**Required work**.
**1)** Answer these questions from the Beatles Statue article:
(a) Who donated the monument to the city of Liverpool?
(b) What postal code is on the card attached to Ringo's right shoe?
(c) Where were the acorns collected from which the acorns in Lennon's right hand were cast?
**2)** Please transcribe the part of the Beatles Statue article that opens with the words containing "Harrison is wearing" and closes with "in the 1960s.".

**Page excerpt**.
★ ★ ★

Monument in Liverpool, England

The Beatles Statue is a monument in Liverpool, England, placed at the Pier Head, near the intersection of Brunswick Street and Canada Boulevard. It was designed by sculptor Andy Edwards, and unveiled on 4 December 2015. It consists of four bronze statues depicting the members of the Beatles: Paul McCartney, George Harrison, Ringo Starr, and John Lennon.

==History==
The monument was designed by sculptor Andy Edwards. It was donated to the city of Liverpool by The Cavern Club, a local music venue associated with the Beatles, and unveiled on 4 December 2015, by Ann O'Byrne, the city deputy mayor, and Julia Baird, John Lennon's sister. The ceremony coincided with the 50th anniversary of the last concert the band played in Liverpool on 5 December 1965.

==Characteristics==
The monument is placed in Liverpool at the Pier Head, near the intersection of Brunswick Street and Canada Boulevard. It consists of four bronze statues depicting members of the Beatles, that are, from left to right, Paul McCartney, George Harrison, Ringo Starr, and John Lennon. The figures are larger than their real counterparts, and are depicted walking together through the street. They were based on a photograph of the group, taken at the location in 1963.

McCartney holds a camera near his chest in his left hand, as a tribute to his wife, Linda McCartney, who was a photographer.

Harrison is wearing a belt with a Sanskrit inscription on it, which translates to "The Infinite Beyond Conception, we meditate upon that Light of Wisdom, which is the Supreme Wealth of the Gods. May it grant us to increase in our meditation".

To the sole of Ringo’s right shoe, is attached a card with a postal code "L8", referencing the area of Welsh Streets in which he grew up. He is also set back from the others, representing the order they were typically positioned on stage, with Ringo being behind the others on the drum kit.

In Lennon's right hand are two acorns, which were cast from acorns collected from near The Dakota apartment building in New York City, where he lived and was murdered in 1980. They are a reference to him mailing acorns to world leaders as a message of peace in the 1960s.

★ ★ ★

**Data for review**.
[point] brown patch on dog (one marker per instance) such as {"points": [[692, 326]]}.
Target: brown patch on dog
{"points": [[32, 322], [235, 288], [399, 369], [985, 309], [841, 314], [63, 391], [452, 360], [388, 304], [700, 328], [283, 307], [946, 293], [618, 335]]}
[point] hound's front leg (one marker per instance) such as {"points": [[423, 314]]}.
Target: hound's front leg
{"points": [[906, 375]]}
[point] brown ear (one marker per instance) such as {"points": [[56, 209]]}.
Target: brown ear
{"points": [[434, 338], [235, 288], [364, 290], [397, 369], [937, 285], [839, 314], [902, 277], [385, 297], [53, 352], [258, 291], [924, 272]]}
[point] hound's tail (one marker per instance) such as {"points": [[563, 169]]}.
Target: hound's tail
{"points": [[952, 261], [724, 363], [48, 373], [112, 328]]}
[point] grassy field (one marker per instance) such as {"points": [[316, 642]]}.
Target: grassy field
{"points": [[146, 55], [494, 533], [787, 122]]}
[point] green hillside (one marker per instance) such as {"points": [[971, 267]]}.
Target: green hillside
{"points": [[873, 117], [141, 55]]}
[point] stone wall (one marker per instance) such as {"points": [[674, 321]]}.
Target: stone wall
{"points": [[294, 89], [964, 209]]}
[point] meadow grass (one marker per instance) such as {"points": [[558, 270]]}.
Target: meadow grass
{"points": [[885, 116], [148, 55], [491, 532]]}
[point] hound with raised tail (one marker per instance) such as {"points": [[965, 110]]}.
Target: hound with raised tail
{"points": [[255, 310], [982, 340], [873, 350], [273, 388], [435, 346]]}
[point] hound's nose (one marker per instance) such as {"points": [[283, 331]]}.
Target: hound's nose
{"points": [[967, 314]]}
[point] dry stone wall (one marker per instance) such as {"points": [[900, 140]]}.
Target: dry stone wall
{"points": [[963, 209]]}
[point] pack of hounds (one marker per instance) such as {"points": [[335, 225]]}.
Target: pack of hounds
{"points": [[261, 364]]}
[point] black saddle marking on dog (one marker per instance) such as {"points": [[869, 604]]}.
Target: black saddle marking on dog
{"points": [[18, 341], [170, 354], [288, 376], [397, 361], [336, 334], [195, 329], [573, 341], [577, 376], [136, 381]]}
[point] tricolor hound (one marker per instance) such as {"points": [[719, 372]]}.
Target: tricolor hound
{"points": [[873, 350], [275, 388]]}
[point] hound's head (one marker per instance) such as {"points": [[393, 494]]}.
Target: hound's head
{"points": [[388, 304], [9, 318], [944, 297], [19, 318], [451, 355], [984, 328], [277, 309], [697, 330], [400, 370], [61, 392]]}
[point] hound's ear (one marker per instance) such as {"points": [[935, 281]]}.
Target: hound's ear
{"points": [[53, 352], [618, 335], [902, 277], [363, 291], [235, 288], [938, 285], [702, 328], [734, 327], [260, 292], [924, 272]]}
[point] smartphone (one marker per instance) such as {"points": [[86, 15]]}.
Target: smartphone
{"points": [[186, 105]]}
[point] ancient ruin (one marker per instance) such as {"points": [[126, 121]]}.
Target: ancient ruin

★ ★ ★

**Answers by item**.
**1)**
(a) The Cavern Club, a local music venue associated with the Beatles.
(b) "L8".
(c) Near The Dakota apartment building in New York City.

**2)**
Harrison is wearing a belt with a Sanskrit inscription on it, which translates to "The Infinite Beyond Conception, we meditate upon that Light of Wisdom, which is the Supreme Wealth of the Gods. May it grant us to increase in our meditation".

To the sole of Ringo’s right shoe, is attached a card with a postal code "L8", referencing the area of Welsh Streets in which he grew up. He is also set back from the others, representing the order they were typically positioned on stage, with Ringo being behind the others on the drum kit.

In Lennon's right hand are two acorns, which were cast from acorns collected from near The Dakota apartment building in New York City, where he lived and was murdered in 1980. They are a reference to him mailing acorns to world leaders as a message of peace in the 1960s.